++++ Data
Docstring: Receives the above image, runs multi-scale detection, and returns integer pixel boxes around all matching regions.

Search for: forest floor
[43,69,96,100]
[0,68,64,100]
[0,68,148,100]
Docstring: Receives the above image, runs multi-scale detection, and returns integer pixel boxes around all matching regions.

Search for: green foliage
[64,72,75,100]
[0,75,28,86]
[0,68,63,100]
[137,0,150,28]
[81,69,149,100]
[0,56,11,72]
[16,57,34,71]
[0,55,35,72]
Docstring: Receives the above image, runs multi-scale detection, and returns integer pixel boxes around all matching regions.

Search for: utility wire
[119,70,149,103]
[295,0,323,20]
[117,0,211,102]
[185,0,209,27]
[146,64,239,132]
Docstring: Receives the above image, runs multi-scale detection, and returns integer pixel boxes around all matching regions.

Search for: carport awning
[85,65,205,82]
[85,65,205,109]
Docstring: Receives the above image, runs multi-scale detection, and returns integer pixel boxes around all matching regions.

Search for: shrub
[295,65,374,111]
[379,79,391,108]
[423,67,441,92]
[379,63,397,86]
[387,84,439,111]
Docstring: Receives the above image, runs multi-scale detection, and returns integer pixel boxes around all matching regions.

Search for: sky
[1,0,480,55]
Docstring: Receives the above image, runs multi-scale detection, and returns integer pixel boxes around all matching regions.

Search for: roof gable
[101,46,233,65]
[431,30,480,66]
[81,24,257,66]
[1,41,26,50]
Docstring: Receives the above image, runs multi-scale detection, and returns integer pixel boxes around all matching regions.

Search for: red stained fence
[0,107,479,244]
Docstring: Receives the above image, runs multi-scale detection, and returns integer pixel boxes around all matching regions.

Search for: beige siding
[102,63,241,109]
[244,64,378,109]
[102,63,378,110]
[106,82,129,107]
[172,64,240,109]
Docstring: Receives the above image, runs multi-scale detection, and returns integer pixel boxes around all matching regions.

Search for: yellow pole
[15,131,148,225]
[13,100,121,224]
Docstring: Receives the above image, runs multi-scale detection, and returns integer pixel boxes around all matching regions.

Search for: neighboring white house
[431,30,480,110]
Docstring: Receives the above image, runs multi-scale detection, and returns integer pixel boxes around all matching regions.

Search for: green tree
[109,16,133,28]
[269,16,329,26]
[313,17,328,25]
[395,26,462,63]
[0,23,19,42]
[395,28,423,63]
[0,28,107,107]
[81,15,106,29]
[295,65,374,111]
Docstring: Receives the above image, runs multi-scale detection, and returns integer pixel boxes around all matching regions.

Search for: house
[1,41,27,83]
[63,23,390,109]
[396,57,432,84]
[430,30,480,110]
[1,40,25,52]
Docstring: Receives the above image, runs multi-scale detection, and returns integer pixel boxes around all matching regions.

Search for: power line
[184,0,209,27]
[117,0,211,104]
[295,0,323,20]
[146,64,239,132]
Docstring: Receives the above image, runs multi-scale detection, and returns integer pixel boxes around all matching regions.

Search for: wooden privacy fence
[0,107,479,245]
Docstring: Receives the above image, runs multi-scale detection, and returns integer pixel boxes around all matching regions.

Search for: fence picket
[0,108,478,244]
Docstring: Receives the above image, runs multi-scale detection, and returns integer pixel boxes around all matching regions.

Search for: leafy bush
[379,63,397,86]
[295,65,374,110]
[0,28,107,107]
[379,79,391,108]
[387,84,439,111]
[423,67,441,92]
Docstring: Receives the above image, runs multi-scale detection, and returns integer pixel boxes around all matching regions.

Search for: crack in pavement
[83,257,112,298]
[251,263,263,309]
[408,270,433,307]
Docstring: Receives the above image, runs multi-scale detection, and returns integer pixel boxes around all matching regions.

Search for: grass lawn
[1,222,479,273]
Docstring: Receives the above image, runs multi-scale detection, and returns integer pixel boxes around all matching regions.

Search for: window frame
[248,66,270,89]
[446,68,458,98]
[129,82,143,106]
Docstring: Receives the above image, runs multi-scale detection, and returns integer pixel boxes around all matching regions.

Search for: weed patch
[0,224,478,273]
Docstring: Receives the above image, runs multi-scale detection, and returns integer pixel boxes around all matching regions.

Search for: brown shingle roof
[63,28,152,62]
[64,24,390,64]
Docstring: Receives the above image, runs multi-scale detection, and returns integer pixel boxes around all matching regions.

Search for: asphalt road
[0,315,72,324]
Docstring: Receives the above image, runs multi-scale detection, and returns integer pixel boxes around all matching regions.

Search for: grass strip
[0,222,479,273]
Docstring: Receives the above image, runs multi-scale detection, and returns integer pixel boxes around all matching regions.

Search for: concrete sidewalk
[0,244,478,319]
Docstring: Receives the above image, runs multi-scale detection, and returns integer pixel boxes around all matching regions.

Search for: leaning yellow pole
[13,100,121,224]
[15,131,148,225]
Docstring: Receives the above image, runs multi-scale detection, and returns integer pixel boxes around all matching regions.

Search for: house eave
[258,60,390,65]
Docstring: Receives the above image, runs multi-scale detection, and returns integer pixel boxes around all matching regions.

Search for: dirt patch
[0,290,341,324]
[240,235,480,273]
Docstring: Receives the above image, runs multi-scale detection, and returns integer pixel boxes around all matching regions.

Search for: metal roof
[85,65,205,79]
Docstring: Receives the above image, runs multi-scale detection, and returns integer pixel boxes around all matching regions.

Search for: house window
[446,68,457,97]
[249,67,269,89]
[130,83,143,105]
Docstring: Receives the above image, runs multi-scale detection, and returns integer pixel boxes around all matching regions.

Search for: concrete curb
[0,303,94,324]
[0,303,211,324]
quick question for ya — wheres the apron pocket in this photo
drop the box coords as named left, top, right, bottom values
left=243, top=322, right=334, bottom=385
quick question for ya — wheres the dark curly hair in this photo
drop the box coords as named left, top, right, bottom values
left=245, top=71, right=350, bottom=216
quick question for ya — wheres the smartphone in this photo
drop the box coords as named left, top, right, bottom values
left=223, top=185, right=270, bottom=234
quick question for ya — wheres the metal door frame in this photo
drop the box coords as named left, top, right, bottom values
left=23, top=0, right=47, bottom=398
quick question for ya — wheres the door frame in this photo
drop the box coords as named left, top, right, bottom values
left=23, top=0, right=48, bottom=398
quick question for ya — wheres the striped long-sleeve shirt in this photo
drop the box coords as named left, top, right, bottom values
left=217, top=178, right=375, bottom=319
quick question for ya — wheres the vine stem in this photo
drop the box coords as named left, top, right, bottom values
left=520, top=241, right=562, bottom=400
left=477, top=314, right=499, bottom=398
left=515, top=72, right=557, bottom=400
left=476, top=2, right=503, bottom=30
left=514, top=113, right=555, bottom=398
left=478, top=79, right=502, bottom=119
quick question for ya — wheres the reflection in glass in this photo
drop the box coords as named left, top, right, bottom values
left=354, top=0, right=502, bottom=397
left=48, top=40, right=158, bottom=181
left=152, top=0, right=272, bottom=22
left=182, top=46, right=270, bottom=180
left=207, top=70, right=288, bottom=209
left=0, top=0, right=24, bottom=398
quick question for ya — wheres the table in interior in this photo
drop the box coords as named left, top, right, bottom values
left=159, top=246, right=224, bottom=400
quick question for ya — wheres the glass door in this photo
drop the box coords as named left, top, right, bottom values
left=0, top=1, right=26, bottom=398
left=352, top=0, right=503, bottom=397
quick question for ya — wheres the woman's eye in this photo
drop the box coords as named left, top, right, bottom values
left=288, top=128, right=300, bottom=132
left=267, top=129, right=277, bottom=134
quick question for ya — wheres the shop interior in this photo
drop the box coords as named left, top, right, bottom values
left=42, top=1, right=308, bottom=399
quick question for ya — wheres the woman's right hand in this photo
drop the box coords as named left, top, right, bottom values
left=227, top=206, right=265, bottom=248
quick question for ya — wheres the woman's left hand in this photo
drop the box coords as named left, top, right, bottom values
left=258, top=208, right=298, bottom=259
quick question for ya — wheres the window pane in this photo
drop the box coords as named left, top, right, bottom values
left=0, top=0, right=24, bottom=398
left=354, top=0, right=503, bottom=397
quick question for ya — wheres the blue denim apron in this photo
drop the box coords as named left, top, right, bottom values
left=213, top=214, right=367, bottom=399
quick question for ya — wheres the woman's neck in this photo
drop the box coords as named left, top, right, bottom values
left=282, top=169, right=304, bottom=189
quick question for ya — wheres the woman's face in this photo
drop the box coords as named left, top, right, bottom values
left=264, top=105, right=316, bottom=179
++++++++
- What you have to do: Your answer should be one number: the count of lines holding "hand" in the listing.

- Solution for this problem: 2